What you have to do -> If a line in the listing below contains "target", return that line.

Supplied entries START

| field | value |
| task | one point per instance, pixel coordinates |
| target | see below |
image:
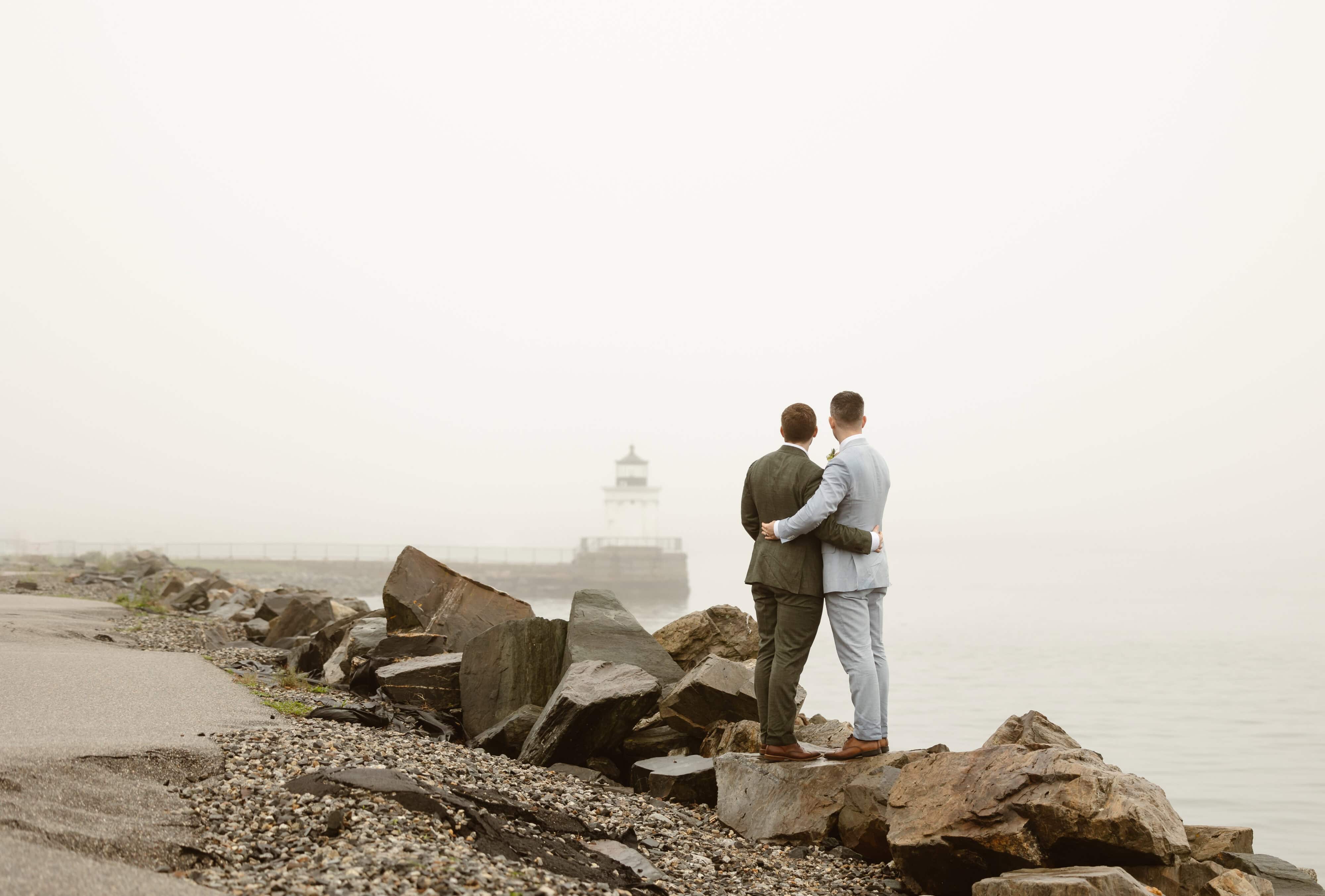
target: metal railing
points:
(671, 545)
(181, 552)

Supplied entries END

Task output ->
| target | see below |
target: metal railing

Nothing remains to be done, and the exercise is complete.